TEXTE À LIRE:
▼

Plongée dans le monde très concurrentiel de l’horlogerie de luxe à Dubaï
Par une soirée venteuse de début décembre, un groupe de jeunes hommes d’une vingtaine ou d’une trentaine d’années est assis dans un restaurant irakien de l’archipel de Palm Jumeirah à Dubaï.
La vue sur l’hôtel Atlantis est imprenable. Mais l’un des hommes n’a les yeux tournés ni vers l’imposant complexe hôtelier, ni même vers le match de la Coupe du monde diffusé sur un grand écran.
Le jeune homme scrute l’écran du téléphone d’un homme d’âge moyen assis à une table juste en face d’eux.
« Il regarde Chrono », indique le jeune homme à ses amis, rassemblés autour d’une chicha, en référence à la plateforme de vente en ligne Chrono24, où des montres haut de gamme et de luxe sont vendues à des personnes du monde entier.
« Je me demande s’il faut que je lui dise qu’il peut avoir ma montre. »
Le jeune homme possède une Rolex Daytona Steel, dont le prix de vente est d’environ 12 000 dollars, mais qui peut partir pour 20 000 à 25 000 dollars sur le marché secondaire.
Pour une certaine classe d’hommes fortunés des Émirats arabes unis, Chrono24 est un sujet de conversation constant et fait partie intégrante de leurs activités quotidiennes en ligne. Ils considèrent Chrono24 comme un mélange de Pinterest, Wikipédia et Instagram – une source d’inspiration, d’informations et, bien entendu, de désir.
Obsession
Les Émirats arabes unis ont la réputation d’être un lieu où l’argent et les marchandises circulent librement et aisément. Pourtant, les connaisseurs en montres de luxe vous diront que même ici, mettre la main sur l’une de ces montres nécessite bien plus qu’une carte bancaire ou même une liasse de dirhams.
Plusieurs jeunes hommes – hommes d’affaires, fondateurs de start-up, crypto-investisseurs et employés – interrogés par Middle East Eye à Dubaï expliquent que même en ayant accès à d’importantes sommes d’argent, le fait de pouvoir acheter directement une montre de grandes marques comme Rolex, Audemars Piguet, Patek Philippe et Richard Mille nécessite des recherches, de nombreux passages dans les boutiques et d’innombrables heures d’échanges verbaux et par messages avec des représentants commerciaux.
Et même lorsque les conditions sont réunies, rien ne garantit que l’on puisse se procurer le modèle souhaité, compte tenu de l’ampleur de la concurrence.
Pendant trois mois, MEE a échangé avec des collectionneurs, des détaillants et des commerçants opérant sur le marché secondaire, qui décrivent une un secteur où règne une concurrence féroce frôlant l’obsession.

▲

LISTE SOURCE:
▼

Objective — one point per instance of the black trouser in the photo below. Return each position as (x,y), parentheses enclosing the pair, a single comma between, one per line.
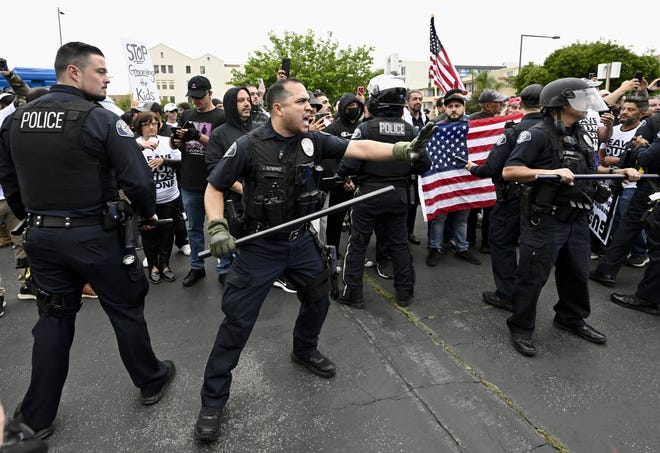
(564,245)
(62,261)
(649,288)
(389,211)
(485,225)
(180,227)
(504,235)
(630,225)
(250,278)
(157,242)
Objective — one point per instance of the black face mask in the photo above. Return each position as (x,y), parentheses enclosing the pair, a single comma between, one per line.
(352,113)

▲

CONSIGNES:
**a)** Pouvez-vous reproduire tel quel le passage du texte sur l'horlogerie de luxe à Dubaï, depuis « Plusieurs jeunes hommes » jusqu'à « de la concurrence. » inclus ?
**b)** Pouvez-vous renvoyer à l'identique toutes les lignes de la liste, en laissant de côté les images ?
Le texte et la liste ne proviennent pas de la même source.

RÉPONSES ATTENDUES:
**a)**
Plusieurs jeunes hommes – hommes d’affaires, fondateurs de start-up, crypto-investisseurs et employés – interrogés par Middle East Eye à Dubaï expliquent que même en ayant accès à d’importantes sommes d’argent, le fait de pouvoir acheter directement une montre de grandes marques comme Rolex, Audemars Piguet, Patek Philippe et Richard Mille nécessite des recherches, de nombreux passages dans les boutiques et d’innombrables heures d’échanges verbaux et par messages avec des représentants commerciaux.
Et même lorsque les conditions sont réunies, rien ne garantit que l’on puisse se procurer le modèle souhaité, compte tenu de l’ampleur de la concurrence.

**b)**
Objective — one point per instance of the black trouser in the photo below. Return each position as (x,y), parentheses enclosing the pair, a single comma between, one per line.
(564,245)
(62,261)
(649,288)
(389,211)
(485,225)
(180,227)
(504,235)
(630,225)
(250,278)
(157,242)
Objective — one point per instance of the black face mask in the photo above. Return each position as (x,y), parentheses enclosing the pair, a single comma between, one per line.
(352,113)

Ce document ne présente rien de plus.